» **Ausgangstext**
»»
Bestellt und ausgeliefert
Das Elend der afrikanischen Zwangsprostituierten in Europa
Der Handel mit Frauen blüht und hat im Profit den Drogen- und Waffenhandel überholt, sagen Mary Kreutzer und Corinna Milborn. Allein aus Nigeria stammen 40 000 Frauen, die nach Angaben der beiden Autorinnen in Europa als Zwangsprostituierte auf der Straße stehen. Sie werden bestellt, verkauft und ausgeliefert.
Acht Frauen schildern in diesem Buch ihre materielle Not in Westafrika, den grausamen Weg nach Europa und das Leben in der Schuldknechtschaft. Sie berichten von Gewalt, Rassismus, Schmerz und Angst. Alle sind in Benin City aufgewachsen, einer Millionenstadt im Süden Nigerias. Niemand kann genau erklären, warum fast alle afrikanischen Prostituierten, die in Europa arbeiten, ausgerechnet aus dieser Region kommen. Die Autorinnen, die in Nigeria recherchiert haben, vermuten, dass sich dort über Jahrzehnte hinweg ein festes Netzwerk aus Schleppern, Zuhälterinnen und Priestern herausgebildet hat. Die Bande sind wohl in den 70ern zwischen Benin City und Turin geknüpft worden und haben sich dann auf ganz Europa ausgedehnt.
««
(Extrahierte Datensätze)
»»
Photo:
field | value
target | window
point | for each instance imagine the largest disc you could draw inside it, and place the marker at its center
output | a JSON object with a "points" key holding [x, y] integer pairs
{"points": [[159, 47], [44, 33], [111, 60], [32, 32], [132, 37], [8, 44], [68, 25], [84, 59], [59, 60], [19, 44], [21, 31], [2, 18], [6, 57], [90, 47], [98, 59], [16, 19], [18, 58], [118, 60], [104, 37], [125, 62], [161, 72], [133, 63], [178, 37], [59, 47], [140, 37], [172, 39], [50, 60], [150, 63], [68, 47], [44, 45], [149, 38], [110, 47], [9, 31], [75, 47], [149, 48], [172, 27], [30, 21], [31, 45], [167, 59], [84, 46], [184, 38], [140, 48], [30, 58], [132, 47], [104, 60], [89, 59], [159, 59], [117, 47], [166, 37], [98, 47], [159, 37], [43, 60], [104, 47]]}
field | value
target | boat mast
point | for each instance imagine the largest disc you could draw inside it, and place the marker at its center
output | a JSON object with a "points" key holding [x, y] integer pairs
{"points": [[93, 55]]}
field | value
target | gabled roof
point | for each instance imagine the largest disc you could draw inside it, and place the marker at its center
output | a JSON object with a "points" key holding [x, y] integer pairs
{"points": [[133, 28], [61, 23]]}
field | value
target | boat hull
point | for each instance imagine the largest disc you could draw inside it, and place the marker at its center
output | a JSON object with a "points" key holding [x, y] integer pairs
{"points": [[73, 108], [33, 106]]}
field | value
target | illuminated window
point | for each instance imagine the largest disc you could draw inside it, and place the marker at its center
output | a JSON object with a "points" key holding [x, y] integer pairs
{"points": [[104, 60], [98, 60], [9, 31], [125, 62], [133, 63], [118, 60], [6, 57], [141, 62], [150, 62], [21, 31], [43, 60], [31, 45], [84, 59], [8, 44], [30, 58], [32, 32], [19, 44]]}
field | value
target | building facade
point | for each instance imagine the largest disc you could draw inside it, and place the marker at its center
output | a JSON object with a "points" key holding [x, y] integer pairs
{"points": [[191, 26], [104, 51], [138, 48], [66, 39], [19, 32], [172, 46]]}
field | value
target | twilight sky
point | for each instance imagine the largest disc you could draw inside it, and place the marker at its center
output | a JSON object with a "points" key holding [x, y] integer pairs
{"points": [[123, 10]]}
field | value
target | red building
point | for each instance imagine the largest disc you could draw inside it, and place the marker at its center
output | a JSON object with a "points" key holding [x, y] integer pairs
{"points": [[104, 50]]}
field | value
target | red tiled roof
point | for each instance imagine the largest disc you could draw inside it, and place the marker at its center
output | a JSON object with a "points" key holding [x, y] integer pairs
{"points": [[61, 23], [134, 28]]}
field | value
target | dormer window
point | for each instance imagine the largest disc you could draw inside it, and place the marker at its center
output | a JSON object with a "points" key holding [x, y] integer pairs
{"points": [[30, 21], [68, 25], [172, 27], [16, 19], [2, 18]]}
««
» **Arbeitsauftrag**
Schreiben Sie aus dem Text über afrikanische Zwangsprostituierte in Europa den Abschnitt von „Bestellt und ausgeliefert“ bis einschließlich „verkauft und ausgeliefert.“ wortgetreu ab.

» **Ergebnis**
Bestellt und ausgeliefert
Das Elend der afrikanischen Zwangsprostituierten in Europa
Der Handel mit Frauen blüht und hat im Profit den Drogen- und Waffenhandel überholt, sagen Mary Kreutzer und Corinna Milborn. Allein aus Nigeria stammen 40 000 Frauen, die nach Angaben der beiden Autorinnen in Europa als Zwangsprostituierte auf der Straße stehen. Sie werden bestellt, verkauft und ausgeliefert.